| 选段 |
━━━━━━━━━━━━━━━━
- 题意: 求权值最小的割边
- 思路: \(low[v]>dfn[u]\) 则 \(u-v\) 这条边则为割边,由于有重边(重边一定不是割边),加个判断是否为第一次访问到父亲即可.
#include <iostream>
#include<cstring>
#include<cmath>
#include<algorithm>
#include<vector>
#include<cstdio>
#define ll long long
using namespace std;
const int N = 1e5+10;
const int M = 1e6+10;
int n,m;
int ans;
struct Edge{
int fr,to,nxt,w;
}edge[M];
int tot,head[N];
void init(){
tot = 0;
ans = 1<<30;
memset(head,-1,sizeof head);
memset(dfn,0,sizeof dfn);
memset(low,0,sizeof low);
}
void add(int u,int v,int w){
edge[tot].fr = u;
edge[tot].to = v;
edge[tot].w = w;
edge[tot].nxt = head[u];
head[u] = tot++;
}
int dfn[N],low[N];
int ind;
void tarjan(int u,int fa){
int v;
dfn[u] = low[u] = ++ind;
int k = 0;
for(int i =head[u];i!=-1;i=edge[i].nxt){
v = edge[i].to;
if(v== fa && !k){ // 处理重边
k++;
continue;
}
if(!dfn[v]){
tarjan(v,u);
low[u] = min(low[u],low[v]);
if(low[v]>dfn[u]){ // 割桥
ans = min(ans,edge[i].w);
}
}
else {
low[u] = min(low[u],dfn[v]);
}
}
}
void solve(){
init();
ind = 0 ;
int u,v,w;
for(int i=1;i<=m;++i){
scanf("%d %d %d",&u,&v,&w);
add(u,v,w);
add(v,u,w);
}
tarjan(1,-1);
for(int i=1;i<=n;++i){
if(!dfn[i]){
printf("0\n");
return ;
}
}
if(ans == (1<<30)) ans = -1;
if(ans == 0 ) ans++;
printf("%d\n",ans);
}
int main()
{
while(scanf("%d%d",&n,&m)){
if(n==0 && m==0) break;
solve();
}
return 0;
}
多条割边求最小值,割边不存在则输出-1,割边权为0要输出1,不连通输出0
━━━━━━━━━━━━━━━━
| 任务说明 1 |
依据选段末尾的说明,若割边的权值为0,程序应输出什么?
| 任务说明 2 |
请列出选段代码中以#include引入的全部头文件。

(取自某一集合的条目)
━━━━━━━━━━━━━━━━
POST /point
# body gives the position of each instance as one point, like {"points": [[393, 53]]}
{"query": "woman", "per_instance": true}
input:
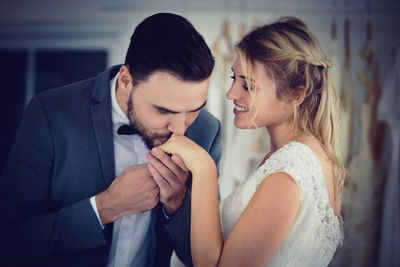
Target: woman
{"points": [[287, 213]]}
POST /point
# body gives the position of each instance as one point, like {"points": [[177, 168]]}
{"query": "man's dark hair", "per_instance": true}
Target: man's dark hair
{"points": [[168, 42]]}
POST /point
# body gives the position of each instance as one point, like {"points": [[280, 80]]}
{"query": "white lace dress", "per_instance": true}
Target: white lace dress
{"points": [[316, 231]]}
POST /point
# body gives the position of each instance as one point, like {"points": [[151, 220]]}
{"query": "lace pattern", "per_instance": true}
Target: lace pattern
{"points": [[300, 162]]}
━━━━━━━━━━━━━━━━
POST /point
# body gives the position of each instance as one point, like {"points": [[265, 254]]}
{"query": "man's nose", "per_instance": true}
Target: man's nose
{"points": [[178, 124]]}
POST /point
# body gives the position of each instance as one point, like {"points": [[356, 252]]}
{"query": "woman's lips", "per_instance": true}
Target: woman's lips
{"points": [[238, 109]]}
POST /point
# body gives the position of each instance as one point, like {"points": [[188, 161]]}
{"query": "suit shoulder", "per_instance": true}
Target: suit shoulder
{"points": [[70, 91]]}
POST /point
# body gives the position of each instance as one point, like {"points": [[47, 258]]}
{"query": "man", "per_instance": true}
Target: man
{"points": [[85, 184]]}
━━━━━━━━━━━━━━━━
| 正确答案 1 |
应输出1。

| 正确答案 2 |
iostream、cstring、cmath、algorithm、vector、cstdio